→ Instruções
**1)** Devolve, sem alterações, o trecho do texto sobre os MEGADETH entre "Hoje, 24 de" e "lhe pode retirar.", inclusive.
**2)** Segundo o texto sobre os MEGADETH, o que comprova a importância histórica de Dave Mustaine para o metal? Responde em uma a três frases.
**3)** No texto sobre os MEGADETH, qual foi o último disco da banda que quem escreve ouviu?

Hoje, 24 de Setembro, celebramos os MEGADETH e o aniversário de um dos álbuns mais icónicos da história do thrash.
Os méritos de Dave Mustaine e a sua importância histórica para o metal são inquestionáveis, da mesma forma que o seu feitio por vezes dificulta a constatar um facto tão óbvio. Além da importância que teve no início de carreira dos METALLICA, toda a carreira dos MEGADETH, que sempre foram o #2 em termos de popularidade dos Big 4, atesta esse facto. Mustaine tem um legado musical riquíssimo e isso, goste-se ou não da música ou da figura, nunca ninguém lhe pode retirar.
Não que isso seja relevante, aqui deixo o disclaimer: era fã dos MEGADETH na adolescência, em momentos até apreciei mais que METALLICA, mas o último disco que ouvi foi o «Risk». Terei ouvido outras canções soltas depois disso, mas não creio que tenha ouvido um disco da banda posterior do início ao fim. Acredito que isso diga mais sobre mim, e dos meus interesses que seguiram noutras direcções, que propriamente dos MEGADETH e das suas diferentes encarnações neste século, mas aqui fica a nota.

→ Registos de dados
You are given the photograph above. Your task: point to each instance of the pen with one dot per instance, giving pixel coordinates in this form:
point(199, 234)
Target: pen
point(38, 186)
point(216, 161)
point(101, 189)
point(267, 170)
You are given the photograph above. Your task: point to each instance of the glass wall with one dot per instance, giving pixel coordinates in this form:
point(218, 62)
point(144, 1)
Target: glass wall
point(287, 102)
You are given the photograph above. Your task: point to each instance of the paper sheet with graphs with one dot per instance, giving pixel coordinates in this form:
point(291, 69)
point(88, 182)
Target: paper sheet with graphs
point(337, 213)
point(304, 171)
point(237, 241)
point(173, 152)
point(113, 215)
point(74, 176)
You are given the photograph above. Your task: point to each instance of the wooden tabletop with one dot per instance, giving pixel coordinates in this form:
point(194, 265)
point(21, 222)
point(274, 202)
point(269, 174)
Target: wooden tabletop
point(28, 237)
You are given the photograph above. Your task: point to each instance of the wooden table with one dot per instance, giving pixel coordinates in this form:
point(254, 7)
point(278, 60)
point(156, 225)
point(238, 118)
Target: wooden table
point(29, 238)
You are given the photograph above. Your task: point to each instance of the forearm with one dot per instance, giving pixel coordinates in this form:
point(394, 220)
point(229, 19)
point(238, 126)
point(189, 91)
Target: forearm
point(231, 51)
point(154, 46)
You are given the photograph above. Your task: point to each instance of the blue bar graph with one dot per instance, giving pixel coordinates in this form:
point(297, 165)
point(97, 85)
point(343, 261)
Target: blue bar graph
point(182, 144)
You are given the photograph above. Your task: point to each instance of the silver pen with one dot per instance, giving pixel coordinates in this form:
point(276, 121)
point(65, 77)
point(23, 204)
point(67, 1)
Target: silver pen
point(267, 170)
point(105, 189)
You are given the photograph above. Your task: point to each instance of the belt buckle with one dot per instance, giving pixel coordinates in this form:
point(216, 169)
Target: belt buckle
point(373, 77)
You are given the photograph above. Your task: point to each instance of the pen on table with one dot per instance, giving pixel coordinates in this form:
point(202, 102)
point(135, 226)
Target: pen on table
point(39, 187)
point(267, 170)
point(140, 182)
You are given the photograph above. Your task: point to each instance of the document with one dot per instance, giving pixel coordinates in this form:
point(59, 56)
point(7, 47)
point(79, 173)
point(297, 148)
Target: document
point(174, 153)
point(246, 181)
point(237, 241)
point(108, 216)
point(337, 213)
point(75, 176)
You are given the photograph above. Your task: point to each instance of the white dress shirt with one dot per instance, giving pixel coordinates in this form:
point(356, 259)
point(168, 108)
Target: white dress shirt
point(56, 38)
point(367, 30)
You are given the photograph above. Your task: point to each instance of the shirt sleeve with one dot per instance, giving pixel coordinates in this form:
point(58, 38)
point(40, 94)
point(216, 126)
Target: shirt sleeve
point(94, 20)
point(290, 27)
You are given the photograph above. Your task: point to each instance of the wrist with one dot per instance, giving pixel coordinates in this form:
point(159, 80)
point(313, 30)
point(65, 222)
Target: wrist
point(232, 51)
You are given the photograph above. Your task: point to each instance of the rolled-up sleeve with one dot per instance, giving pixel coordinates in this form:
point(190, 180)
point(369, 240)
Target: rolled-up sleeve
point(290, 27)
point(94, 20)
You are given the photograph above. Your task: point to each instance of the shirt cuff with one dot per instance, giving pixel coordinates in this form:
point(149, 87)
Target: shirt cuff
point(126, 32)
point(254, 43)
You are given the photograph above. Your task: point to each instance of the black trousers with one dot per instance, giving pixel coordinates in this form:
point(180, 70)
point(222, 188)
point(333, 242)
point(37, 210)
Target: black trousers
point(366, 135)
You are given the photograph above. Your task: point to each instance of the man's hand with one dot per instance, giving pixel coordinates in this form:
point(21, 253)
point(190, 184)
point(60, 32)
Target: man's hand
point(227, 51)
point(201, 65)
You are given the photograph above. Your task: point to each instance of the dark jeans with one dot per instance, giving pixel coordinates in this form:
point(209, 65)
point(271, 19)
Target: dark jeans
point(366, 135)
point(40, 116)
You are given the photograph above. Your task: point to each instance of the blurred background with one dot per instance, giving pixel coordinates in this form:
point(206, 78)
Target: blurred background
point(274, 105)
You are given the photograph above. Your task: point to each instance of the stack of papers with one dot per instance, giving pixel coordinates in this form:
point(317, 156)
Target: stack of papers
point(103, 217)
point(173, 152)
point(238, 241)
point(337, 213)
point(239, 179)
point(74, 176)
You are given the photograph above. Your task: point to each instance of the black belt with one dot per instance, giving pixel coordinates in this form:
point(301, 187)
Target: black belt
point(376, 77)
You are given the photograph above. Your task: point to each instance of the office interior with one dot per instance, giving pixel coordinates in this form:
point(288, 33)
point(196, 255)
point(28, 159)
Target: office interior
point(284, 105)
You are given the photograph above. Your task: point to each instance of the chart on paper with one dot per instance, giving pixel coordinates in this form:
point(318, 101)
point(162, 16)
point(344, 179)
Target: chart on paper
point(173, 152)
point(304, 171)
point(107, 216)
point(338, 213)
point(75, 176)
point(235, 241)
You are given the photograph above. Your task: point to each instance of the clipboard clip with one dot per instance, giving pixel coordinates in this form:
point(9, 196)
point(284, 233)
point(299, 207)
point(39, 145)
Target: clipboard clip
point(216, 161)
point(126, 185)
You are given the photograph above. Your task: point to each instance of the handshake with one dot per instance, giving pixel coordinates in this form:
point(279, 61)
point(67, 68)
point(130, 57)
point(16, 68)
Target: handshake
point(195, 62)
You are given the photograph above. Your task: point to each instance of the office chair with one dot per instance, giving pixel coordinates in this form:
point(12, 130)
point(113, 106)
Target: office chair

→ Resultados
**1)**
Hoje, 24 de Setembro, celebramos os MEGADETH e o aniversário de um dos álbuns mais icónicos da história do thrash.
Os méritos de Dave Mustaine e a sua importância histórica para o metal são inquestionáveis, da mesma forma que o seu feitio por vezes dificulta a constatar um facto tão óbvio. Além da importância que teve no início de carreira dos METALLICA, toda a carreira dos MEGADETH, que sempre foram o #2 em termos de popularidade dos Big 4, atesta esse facto. Mustaine tem um legado musical riquíssimo e isso, goste-se ou não da música ou da figura, nunca ninguém lhe pode retirar.

**2)** Comprovam-na a importância que teve no início de carreira dos METALLICA e toda a carreira dos MEGADETH, que sempre foram o #2 em termos de popularidade dos Big 4.

**3)** O «Risk».